- Text segment
Saturday, 29 October 2011

visitors to the garden

This is a quiet time in the garden.  Gone are the buzzes and drones and hums of insect, gone are the chirps and whistles of the birds.  The sound of wind is still there, but it carries with it a chill.  Of course, the garden has gone from greens and showy colors to the colors of autumn.  I am in no hurry to strip away all the foliage, I prefer to leave at least some seed-bearing pods for the birds, such as the echinacea and sedums provide.  And why rush to cut down those amazing yellows and purples scattered here and there?  That being said, yesterday was a good day (warm and sunny) to remove the Morning Glory and Climbing Nasturtium vines from the fencing.  Because even the fencing is "seasonal".  This fencing encloses the front and side yards temporarily in spring, summer and fall.  As this house is on a street corner, that is all the town willl allow.  So, one day a year is spent putting it up and another day is spent taking it down.  Enjoying the amazing coverage provided by a few seeds is a three-season pleasure and well-worth the clean-up part!
The one constant throughout the year is the visitors; the mourning doves.  They arrived a few years ago, found my very rustic, home-made feeder, and decided to stay.  They have grown in number from one or two to about eight.  Must be the menu!

- Work to be completed
Return the entire garden post with every word, space and mark unchanged. The rows after the garden post are separate material.

- Coordinate annotation records
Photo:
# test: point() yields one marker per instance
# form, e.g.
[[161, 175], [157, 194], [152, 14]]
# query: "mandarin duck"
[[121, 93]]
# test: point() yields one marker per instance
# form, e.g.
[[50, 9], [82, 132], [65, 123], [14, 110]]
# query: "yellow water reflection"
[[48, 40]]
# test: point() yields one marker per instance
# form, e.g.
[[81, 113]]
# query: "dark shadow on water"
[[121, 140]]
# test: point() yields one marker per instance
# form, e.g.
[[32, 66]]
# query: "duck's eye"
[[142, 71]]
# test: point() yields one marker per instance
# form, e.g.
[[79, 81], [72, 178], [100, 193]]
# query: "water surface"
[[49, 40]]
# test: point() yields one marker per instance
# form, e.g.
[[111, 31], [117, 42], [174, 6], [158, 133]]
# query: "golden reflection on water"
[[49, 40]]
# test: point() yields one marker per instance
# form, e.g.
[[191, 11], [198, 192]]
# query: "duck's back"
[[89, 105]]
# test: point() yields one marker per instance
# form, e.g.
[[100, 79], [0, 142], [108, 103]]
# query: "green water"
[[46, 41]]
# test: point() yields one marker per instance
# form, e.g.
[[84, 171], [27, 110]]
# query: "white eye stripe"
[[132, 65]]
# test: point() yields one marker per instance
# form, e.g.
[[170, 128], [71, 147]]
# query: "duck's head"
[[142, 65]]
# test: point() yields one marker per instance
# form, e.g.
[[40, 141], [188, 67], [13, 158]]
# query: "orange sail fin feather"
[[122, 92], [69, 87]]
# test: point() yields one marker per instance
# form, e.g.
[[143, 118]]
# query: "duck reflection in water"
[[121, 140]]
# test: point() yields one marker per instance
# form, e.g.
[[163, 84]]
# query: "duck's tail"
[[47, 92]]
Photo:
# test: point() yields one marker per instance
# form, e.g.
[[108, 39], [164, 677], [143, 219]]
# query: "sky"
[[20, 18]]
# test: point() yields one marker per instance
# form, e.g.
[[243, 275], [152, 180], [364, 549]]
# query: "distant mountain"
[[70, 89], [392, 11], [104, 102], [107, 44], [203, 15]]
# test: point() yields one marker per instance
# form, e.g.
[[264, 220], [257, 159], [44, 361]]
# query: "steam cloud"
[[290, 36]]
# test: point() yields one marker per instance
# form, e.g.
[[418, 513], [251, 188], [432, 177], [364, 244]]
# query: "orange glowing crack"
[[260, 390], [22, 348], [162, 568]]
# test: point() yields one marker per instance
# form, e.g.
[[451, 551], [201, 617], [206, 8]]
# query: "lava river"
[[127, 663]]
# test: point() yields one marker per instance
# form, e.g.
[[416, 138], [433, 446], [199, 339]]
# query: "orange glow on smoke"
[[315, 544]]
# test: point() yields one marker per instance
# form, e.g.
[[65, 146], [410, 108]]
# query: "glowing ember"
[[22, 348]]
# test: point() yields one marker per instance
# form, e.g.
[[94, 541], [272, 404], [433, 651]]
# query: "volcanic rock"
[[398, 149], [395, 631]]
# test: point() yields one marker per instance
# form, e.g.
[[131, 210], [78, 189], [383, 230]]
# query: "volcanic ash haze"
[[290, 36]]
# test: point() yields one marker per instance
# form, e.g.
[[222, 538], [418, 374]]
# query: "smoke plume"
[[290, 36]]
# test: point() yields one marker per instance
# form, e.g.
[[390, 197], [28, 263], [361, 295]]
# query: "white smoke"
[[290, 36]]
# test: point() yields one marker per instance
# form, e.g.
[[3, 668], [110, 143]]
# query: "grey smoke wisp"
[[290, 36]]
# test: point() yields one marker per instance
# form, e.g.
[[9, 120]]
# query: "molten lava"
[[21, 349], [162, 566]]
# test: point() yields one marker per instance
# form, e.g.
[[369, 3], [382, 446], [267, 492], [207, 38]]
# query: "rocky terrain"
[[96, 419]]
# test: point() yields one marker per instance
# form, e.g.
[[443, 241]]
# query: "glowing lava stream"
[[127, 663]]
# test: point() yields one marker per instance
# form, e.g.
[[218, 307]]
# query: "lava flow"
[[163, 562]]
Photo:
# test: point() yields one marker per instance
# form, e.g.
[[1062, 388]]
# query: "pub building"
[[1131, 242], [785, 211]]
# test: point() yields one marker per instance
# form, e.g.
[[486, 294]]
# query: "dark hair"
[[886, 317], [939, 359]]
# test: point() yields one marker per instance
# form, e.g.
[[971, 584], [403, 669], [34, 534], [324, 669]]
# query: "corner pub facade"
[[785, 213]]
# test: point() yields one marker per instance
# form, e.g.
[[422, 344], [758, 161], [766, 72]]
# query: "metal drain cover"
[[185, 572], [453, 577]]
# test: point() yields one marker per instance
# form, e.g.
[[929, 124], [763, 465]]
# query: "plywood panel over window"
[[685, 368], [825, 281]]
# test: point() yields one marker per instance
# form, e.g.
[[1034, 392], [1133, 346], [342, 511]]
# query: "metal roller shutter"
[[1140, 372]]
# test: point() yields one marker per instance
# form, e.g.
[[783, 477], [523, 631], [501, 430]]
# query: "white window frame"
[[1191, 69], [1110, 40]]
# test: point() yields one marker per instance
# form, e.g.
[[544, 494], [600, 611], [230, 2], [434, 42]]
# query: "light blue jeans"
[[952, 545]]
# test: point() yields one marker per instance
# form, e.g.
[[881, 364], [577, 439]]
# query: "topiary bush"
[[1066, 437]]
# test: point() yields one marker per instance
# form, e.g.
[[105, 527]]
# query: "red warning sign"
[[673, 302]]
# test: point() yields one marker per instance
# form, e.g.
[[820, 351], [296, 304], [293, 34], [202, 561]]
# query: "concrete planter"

- Task result
Saturday, 29 October 2011

visitors to the garden

This is a quiet time in the garden.  Gone are the buzzes and drones and hums of insect, gone are the chirps and whistles of the birds.  The sound of wind is still there, but it carries with it a chill.  Of course, the garden has gone from greens and showy colors to the colors of autumn.  I am in no hurry to strip away all the foliage, I prefer to leave at least some seed-bearing pods for the birds, such as the echinacea and sedums provide.  And why rush to cut down those amazing yellows and purples scattered here and there?  That being said, yesterday was a good day (warm and sunny) to remove the Morning Glory and Climbing Nasturtium vines from the fencing.  Because even the fencing is "seasonal".  This fencing encloses the front and side yards temporarily in spring, summer and fall.  As this house is on a street corner, that is all the town willl allow.  So, one day a year is spent putting it up and another day is spent taking it down.  Enjoying the amazing coverage provided by a few seeds is a three-season pleasure and well-worth the clean-up part!
The one constant throughout the year is the visitors; the mourning doves.  They arrived a few years ago, found my very rustic, home-made feeder, and decided to stay.  They have grown in number from one or two to about eight.  Must be the menu!